> _Task statement_: Range to output from the entries below: the line containing "# annotate each instance of the glass" through the line containing "# annotate each instance of the undermount". Set it down exactly, ends included, nothing else.

Source records

--------------------------------

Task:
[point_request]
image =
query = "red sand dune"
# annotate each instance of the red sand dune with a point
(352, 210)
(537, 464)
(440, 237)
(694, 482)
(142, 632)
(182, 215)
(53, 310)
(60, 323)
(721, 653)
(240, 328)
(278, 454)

--------------------------------

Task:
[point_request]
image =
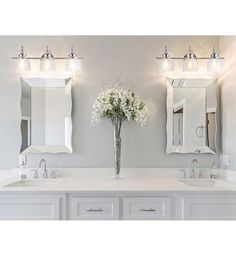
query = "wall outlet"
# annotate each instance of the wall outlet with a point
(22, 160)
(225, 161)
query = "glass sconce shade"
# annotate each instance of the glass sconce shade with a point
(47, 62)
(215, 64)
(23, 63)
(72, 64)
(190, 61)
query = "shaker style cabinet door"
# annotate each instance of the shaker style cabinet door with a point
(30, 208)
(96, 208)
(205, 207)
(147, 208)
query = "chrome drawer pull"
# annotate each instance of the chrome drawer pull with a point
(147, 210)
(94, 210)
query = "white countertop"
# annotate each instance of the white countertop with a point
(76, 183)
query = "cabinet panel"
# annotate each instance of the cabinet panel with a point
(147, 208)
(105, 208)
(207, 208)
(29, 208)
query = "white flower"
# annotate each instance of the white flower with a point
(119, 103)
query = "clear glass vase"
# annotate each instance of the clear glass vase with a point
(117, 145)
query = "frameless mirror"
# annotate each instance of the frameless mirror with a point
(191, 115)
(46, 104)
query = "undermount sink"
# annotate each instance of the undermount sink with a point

--------------------------------

> _Response area_:
# annotate each instance of the glass sconce shade with a point
(47, 62)
(215, 64)
(23, 63)
(72, 64)
(190, 61)
query = "shaker style cabinet door"
# annotate each instance of the shaker style cabinet door with a point
(30, 208)
(96, 208)
(205, 207)
(147, 208)
query = "chrome drawer pull"
# annotate each instance of the chrome drawer pull with a point
(147, 210)
(94, 210)
query = "white countertop"
# annotate each instance of the white countertop with a point
(76, 183)
query = "cabinet panel"
# annotate each instance of the cabinet panel with a point
(147, 208)
(105, 208)
(207, 208)
(29, 208)
query = "white flower"
# annotate each instance of the white flower with a point
(119, 103)
query = "clear glass vase"
# annotate each instance of the clear glass vase with a point
(117, 145)
query = "frameless mirror"
# annotate each instance of the frameless mirror with a point
(191, 115)
(46, 104)
query = "undermount sink"
# annotate each instance of the undermount sink with a point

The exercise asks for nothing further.